§ **THE PROBLEM**
How many lines of the material below contain the word "surface"? Reply with the number only.

<<<<

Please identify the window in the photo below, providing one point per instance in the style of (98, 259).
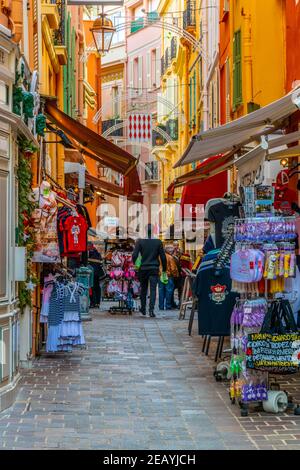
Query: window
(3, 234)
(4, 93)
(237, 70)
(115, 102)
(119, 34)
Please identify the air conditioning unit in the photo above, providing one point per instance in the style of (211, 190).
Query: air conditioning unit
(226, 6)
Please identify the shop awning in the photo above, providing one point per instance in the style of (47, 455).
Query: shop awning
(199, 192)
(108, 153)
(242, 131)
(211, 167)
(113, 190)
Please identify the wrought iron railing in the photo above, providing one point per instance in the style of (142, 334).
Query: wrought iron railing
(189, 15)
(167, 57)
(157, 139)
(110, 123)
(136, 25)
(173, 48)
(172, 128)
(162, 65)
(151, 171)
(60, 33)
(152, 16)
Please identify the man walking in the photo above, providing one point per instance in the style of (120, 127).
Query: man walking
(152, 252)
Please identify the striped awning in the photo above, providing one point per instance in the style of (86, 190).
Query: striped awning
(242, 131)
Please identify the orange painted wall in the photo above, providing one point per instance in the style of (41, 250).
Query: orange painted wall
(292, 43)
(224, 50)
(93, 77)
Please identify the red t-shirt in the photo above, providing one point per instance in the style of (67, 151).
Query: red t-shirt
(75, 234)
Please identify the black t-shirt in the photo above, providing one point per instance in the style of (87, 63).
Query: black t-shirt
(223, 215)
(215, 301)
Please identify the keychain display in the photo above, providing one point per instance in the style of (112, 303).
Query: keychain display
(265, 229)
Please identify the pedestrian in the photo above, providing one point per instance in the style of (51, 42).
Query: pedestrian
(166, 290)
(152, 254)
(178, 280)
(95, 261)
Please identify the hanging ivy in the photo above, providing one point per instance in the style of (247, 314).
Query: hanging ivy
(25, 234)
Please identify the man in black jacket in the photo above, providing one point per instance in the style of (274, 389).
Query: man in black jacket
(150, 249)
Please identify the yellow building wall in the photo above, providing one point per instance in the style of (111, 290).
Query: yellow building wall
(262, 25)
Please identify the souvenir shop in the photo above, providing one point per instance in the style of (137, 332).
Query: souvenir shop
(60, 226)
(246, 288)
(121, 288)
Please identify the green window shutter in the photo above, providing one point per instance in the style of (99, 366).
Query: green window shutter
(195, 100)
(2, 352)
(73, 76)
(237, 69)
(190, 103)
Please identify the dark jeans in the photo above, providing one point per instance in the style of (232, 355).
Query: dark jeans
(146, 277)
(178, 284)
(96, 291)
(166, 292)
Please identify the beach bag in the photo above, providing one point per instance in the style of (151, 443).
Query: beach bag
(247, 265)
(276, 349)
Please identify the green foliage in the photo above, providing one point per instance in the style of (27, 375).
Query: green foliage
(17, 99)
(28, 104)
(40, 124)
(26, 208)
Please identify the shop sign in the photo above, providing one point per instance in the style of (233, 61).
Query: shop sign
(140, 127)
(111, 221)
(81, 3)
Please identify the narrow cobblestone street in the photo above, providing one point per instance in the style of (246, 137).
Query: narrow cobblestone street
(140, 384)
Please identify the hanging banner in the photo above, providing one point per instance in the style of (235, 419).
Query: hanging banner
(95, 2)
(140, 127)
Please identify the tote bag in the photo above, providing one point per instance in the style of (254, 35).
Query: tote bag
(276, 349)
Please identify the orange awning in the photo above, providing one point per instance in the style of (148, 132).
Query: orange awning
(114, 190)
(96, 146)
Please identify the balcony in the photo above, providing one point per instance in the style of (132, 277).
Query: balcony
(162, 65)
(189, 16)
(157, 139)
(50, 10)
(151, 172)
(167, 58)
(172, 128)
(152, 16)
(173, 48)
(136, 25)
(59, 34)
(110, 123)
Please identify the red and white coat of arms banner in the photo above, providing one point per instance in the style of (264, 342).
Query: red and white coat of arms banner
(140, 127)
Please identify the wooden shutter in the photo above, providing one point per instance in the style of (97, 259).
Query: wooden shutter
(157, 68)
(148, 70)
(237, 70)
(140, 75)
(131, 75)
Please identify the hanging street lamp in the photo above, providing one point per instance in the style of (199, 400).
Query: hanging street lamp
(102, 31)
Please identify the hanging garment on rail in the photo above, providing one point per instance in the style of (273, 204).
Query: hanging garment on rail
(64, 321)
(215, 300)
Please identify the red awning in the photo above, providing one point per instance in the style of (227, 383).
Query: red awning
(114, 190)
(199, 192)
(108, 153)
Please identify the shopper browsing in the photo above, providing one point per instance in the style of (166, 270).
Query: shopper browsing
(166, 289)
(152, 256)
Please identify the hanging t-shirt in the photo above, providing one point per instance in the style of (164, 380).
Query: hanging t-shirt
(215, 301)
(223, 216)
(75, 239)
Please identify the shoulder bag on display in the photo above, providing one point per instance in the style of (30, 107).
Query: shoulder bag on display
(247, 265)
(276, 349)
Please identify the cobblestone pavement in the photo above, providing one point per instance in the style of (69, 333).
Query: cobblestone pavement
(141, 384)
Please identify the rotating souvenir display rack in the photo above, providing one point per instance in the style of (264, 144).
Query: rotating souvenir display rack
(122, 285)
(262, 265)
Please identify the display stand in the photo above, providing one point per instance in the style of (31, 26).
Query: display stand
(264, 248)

>>>>
<<<<

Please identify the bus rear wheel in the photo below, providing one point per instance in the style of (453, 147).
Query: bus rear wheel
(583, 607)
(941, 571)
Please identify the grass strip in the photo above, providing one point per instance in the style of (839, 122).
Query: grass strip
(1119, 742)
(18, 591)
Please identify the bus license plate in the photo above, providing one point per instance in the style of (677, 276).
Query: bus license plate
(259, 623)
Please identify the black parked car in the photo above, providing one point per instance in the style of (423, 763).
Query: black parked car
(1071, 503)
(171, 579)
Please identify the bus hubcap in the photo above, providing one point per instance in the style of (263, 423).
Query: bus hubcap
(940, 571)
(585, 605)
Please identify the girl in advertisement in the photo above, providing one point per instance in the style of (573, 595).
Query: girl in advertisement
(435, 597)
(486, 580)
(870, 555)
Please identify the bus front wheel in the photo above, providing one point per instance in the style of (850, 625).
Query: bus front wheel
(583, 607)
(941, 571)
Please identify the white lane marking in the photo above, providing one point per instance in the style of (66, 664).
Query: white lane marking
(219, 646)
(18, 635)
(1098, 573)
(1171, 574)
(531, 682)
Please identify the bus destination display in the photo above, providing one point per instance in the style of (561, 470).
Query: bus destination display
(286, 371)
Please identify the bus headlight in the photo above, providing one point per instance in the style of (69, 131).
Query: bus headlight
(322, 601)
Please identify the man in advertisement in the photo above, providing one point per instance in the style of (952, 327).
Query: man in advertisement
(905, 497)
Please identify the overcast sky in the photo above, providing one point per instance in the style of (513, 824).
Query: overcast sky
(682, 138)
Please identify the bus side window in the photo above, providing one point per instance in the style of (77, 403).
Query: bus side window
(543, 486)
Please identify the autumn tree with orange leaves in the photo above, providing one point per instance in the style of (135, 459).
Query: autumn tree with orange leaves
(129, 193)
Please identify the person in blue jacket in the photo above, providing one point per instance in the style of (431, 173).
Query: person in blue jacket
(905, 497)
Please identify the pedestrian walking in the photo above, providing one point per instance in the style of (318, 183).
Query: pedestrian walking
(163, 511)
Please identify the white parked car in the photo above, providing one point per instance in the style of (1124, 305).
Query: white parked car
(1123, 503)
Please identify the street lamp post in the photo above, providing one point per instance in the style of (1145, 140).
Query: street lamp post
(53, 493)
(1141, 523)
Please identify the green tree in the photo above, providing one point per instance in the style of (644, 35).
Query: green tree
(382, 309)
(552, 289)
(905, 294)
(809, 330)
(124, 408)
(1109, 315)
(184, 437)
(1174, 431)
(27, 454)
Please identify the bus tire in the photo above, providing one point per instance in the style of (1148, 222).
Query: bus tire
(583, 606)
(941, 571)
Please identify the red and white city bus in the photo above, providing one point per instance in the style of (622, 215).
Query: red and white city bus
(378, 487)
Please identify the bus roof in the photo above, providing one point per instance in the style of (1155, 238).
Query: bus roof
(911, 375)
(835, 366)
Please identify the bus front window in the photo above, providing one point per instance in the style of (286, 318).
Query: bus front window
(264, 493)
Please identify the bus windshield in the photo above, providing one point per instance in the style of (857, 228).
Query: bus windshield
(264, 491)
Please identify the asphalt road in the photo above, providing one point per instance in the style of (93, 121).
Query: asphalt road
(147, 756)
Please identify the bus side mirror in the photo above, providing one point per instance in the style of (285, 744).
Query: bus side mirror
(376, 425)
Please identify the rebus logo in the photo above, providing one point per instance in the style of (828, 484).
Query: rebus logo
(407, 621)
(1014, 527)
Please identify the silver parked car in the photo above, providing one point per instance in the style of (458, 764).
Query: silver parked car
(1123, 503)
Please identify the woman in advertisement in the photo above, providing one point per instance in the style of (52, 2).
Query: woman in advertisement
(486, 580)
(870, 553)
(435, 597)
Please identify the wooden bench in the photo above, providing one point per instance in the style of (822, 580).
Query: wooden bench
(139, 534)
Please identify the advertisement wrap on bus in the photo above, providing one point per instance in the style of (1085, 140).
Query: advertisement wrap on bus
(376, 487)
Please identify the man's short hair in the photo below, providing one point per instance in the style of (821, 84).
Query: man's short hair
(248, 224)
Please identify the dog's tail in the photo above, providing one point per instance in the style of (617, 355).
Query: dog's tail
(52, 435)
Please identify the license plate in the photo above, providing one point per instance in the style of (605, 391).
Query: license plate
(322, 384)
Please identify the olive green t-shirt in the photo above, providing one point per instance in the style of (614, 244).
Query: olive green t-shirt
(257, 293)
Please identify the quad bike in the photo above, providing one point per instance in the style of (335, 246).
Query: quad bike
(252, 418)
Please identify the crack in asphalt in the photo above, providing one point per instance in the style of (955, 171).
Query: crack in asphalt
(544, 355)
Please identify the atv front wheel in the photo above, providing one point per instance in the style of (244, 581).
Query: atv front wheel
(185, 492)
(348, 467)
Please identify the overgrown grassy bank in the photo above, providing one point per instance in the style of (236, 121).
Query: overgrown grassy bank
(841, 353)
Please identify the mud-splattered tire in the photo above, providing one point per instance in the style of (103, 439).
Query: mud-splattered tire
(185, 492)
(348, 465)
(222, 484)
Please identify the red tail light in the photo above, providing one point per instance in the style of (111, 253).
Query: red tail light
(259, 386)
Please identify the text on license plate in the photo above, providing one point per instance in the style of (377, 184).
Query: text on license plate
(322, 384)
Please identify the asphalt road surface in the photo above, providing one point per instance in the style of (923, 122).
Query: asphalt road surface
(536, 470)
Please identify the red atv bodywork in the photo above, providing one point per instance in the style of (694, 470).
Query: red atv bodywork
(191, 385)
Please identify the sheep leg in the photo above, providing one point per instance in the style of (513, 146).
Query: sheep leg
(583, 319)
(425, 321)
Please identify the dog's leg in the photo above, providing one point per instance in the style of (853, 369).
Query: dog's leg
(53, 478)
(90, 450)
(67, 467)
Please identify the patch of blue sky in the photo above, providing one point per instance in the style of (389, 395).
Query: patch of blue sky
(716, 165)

>>>>

§ **REPLY**
2